** BEGIN **

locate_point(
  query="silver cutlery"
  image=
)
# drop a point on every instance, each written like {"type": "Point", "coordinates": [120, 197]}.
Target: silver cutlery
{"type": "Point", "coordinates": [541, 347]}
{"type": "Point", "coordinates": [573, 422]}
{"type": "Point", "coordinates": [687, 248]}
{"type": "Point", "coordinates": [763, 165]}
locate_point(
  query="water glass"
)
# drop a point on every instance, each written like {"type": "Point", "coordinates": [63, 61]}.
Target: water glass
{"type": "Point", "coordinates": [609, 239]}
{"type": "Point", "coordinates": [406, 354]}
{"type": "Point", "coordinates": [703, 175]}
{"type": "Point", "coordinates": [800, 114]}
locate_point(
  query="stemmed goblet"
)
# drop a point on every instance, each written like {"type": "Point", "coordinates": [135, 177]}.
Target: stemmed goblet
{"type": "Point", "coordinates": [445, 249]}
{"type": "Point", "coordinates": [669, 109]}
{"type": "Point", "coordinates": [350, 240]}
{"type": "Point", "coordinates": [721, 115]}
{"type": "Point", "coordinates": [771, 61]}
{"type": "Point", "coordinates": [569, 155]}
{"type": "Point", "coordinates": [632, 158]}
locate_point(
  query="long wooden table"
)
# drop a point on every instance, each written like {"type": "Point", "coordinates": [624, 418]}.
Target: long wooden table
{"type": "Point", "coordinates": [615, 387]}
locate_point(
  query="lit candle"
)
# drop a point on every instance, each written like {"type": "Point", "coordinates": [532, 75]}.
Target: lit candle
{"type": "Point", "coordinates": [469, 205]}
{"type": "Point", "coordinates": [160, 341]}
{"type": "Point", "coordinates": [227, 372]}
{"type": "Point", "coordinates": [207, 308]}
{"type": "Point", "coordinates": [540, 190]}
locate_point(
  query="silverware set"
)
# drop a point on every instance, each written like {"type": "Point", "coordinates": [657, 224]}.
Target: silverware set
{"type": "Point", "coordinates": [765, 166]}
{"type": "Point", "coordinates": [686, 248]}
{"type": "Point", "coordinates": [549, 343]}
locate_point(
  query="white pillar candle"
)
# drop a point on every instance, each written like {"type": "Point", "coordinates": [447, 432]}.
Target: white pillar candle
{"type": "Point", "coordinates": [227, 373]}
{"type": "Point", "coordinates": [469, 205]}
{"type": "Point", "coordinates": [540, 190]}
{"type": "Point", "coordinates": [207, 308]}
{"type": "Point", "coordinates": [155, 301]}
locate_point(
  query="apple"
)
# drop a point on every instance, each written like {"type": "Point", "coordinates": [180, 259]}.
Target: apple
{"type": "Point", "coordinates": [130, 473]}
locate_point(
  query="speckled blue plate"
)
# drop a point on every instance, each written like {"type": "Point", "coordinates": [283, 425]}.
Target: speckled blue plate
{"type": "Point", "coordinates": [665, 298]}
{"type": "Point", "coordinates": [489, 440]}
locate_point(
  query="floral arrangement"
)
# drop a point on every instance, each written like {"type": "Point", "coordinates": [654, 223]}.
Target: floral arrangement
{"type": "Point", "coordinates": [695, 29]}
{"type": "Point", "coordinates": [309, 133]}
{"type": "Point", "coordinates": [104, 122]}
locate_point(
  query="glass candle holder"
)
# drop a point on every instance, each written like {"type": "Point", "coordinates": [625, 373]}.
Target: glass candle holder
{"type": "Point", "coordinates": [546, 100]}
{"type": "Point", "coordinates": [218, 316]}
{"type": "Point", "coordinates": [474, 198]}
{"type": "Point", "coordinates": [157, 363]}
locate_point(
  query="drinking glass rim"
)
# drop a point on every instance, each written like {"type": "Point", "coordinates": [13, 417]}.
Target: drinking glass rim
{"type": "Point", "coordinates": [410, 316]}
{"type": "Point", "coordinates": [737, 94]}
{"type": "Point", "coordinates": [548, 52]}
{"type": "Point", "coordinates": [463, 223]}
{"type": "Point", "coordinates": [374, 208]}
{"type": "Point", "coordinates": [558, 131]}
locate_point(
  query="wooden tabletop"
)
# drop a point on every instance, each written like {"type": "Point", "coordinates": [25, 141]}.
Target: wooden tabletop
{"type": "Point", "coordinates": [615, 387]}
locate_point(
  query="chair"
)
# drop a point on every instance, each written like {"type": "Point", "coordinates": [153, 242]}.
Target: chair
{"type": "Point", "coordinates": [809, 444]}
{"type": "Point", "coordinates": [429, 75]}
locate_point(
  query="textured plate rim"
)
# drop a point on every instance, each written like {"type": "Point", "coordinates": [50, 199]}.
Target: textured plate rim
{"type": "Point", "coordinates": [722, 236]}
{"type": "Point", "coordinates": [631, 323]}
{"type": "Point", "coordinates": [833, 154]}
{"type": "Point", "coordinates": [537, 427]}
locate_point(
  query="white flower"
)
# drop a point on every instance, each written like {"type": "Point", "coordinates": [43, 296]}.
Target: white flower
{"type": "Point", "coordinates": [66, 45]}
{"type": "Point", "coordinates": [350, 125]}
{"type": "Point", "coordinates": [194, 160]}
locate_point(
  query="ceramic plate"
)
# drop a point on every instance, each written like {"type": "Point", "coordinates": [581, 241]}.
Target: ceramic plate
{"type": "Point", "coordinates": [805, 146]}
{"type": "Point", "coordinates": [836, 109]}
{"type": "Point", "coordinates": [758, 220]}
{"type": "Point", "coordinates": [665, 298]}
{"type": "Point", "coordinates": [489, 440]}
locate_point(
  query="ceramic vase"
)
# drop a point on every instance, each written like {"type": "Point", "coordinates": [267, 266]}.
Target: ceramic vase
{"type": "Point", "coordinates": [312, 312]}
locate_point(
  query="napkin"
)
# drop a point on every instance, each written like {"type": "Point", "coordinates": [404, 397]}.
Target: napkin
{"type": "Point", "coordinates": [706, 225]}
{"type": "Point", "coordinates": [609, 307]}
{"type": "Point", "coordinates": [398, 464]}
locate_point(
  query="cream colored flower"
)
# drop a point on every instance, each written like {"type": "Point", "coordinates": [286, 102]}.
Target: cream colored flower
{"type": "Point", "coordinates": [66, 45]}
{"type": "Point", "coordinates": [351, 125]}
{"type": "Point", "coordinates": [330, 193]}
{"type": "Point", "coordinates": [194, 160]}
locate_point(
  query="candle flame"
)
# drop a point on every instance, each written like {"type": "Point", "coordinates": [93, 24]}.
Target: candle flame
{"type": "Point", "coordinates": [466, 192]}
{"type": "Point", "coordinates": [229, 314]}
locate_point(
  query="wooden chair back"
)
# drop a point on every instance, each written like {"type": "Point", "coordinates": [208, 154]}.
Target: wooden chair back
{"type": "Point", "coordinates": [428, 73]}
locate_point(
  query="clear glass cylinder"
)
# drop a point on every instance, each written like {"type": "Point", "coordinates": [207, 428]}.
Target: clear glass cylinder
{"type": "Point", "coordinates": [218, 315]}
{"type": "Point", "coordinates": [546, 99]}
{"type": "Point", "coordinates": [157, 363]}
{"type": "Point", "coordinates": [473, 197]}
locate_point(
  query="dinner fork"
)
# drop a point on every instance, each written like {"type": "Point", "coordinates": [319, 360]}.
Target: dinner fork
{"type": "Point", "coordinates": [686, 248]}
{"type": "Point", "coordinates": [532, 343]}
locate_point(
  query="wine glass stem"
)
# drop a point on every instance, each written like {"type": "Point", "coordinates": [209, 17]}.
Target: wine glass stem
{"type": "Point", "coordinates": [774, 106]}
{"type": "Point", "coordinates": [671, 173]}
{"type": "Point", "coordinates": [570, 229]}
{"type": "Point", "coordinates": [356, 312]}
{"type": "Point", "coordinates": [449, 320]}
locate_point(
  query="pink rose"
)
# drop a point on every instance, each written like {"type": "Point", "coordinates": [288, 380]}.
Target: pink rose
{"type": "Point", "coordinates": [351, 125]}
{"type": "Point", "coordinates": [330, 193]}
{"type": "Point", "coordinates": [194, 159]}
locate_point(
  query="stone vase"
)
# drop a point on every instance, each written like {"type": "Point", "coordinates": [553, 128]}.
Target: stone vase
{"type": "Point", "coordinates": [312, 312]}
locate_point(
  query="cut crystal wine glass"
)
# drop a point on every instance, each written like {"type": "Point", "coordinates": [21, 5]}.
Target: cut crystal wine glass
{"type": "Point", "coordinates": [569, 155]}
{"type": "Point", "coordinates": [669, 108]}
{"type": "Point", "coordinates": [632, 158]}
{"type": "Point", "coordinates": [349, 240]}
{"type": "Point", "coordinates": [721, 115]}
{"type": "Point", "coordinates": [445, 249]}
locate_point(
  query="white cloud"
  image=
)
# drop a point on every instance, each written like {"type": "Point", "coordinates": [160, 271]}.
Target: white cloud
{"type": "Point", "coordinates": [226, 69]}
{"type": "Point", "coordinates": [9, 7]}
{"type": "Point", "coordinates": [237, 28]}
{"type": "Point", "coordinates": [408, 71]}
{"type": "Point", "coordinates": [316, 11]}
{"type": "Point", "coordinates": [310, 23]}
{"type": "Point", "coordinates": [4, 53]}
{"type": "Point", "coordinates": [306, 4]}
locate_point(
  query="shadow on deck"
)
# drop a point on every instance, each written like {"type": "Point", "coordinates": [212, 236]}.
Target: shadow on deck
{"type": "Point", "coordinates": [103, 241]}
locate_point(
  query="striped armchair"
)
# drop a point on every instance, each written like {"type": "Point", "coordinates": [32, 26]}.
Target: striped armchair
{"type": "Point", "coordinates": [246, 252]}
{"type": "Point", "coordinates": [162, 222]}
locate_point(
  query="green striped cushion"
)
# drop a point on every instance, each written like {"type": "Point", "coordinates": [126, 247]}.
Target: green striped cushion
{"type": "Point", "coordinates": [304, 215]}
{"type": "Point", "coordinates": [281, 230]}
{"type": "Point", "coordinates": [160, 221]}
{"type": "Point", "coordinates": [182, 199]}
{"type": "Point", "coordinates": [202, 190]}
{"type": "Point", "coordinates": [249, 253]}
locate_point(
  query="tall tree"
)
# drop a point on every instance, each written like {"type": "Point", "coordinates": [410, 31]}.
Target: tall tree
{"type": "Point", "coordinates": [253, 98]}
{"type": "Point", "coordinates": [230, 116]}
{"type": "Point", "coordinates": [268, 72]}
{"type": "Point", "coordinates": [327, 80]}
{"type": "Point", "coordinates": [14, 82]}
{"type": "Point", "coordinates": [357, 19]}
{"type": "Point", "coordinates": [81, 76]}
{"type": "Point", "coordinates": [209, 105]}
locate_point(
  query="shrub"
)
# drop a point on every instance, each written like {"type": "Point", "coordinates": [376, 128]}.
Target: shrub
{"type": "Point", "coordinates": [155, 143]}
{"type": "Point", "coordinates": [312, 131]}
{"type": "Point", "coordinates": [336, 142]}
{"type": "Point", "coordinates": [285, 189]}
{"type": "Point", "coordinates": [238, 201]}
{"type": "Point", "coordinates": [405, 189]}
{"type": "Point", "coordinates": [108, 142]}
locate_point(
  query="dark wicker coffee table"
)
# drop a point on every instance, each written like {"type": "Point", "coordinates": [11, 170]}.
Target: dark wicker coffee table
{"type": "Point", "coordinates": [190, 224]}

** END **

How many of the lines above contain the string "goblet"? Treat uppercase and lowercase as different, and reply with the number alone.

2